++++ The records ++++

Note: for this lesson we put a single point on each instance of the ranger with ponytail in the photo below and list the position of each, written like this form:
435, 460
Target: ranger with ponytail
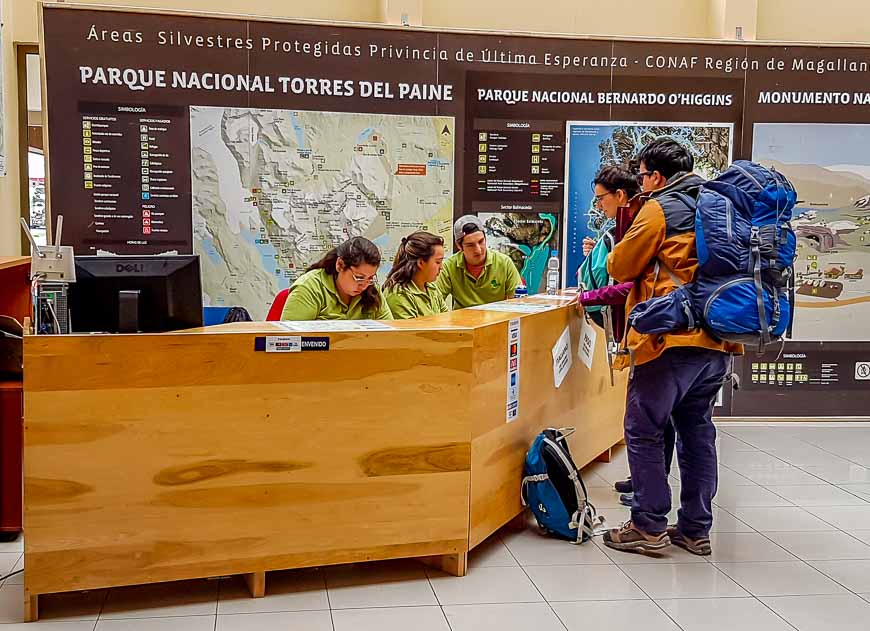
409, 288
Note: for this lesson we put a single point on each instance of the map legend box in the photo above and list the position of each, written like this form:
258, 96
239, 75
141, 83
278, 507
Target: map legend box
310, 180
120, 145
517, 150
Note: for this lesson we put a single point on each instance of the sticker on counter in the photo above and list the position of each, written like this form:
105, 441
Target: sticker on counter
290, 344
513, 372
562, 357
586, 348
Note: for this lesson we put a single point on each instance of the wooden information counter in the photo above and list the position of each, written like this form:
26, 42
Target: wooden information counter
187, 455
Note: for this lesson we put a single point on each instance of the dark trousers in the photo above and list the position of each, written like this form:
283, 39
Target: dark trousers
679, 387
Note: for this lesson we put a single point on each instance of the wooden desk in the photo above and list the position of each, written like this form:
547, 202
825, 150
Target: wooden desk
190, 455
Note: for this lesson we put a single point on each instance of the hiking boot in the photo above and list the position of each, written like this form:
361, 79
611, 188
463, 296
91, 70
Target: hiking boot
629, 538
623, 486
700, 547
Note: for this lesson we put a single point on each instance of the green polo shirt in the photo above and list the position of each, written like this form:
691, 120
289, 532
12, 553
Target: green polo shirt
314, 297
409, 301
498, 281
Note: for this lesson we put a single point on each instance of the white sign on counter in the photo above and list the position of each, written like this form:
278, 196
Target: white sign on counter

++++

**Exercise goal:**
Filter the entries down to the lines containing "sign". Copy each of those lines.

**Solution:**
Note: for this lesson we put a single point on each instance of the white sign on counter in the photo above and list the position of each, written like this form:
Target: white sign on counter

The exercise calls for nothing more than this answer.